#### Goal of the exercise:
For the string "long", find every matching line in the records and copy it.

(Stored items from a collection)

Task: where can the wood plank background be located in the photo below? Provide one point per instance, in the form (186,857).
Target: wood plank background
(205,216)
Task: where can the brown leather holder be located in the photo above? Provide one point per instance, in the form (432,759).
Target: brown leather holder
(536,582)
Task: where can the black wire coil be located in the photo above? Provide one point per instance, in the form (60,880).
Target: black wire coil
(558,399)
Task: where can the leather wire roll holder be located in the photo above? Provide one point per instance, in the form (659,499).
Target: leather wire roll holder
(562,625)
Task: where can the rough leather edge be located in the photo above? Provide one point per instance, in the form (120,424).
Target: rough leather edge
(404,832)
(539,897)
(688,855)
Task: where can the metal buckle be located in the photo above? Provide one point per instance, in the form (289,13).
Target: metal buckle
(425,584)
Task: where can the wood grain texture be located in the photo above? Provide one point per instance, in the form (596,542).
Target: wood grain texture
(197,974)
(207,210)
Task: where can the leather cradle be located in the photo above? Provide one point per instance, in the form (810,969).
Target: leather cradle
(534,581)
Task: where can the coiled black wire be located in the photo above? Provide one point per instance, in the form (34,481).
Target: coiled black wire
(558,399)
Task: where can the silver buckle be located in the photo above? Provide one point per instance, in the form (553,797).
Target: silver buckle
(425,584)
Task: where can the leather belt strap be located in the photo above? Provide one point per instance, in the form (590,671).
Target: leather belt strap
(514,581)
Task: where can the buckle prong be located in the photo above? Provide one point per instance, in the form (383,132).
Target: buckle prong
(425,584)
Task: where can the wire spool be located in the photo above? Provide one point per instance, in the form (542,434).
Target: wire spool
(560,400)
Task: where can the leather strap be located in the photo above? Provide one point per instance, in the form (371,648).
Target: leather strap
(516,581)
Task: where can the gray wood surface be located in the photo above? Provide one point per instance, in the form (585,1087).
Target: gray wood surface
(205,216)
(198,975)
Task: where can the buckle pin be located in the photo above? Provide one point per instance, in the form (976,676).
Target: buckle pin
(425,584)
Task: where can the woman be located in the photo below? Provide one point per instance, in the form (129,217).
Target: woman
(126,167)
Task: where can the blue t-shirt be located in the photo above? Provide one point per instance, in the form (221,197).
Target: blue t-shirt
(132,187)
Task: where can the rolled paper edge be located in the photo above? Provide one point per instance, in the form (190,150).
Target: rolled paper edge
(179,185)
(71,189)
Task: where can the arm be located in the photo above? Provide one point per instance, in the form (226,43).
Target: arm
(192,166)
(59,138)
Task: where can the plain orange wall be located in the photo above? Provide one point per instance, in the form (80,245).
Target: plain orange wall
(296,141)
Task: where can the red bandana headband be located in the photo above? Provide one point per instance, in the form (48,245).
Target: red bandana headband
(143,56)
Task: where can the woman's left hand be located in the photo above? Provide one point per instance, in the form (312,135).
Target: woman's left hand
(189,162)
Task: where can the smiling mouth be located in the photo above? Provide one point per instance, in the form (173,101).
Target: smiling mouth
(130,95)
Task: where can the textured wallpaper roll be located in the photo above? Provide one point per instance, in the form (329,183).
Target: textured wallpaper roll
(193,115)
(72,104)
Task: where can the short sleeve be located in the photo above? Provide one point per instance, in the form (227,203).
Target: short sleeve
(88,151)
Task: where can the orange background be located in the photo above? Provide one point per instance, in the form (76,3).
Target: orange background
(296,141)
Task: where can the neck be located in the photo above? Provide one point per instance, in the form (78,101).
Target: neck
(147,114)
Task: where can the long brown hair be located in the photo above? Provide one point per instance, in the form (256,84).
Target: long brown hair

#### Solution for this task:
Task: where can the long brown hair be located in the photo above? Provide one point per instance, in the form (256,84).
Target: long brown hair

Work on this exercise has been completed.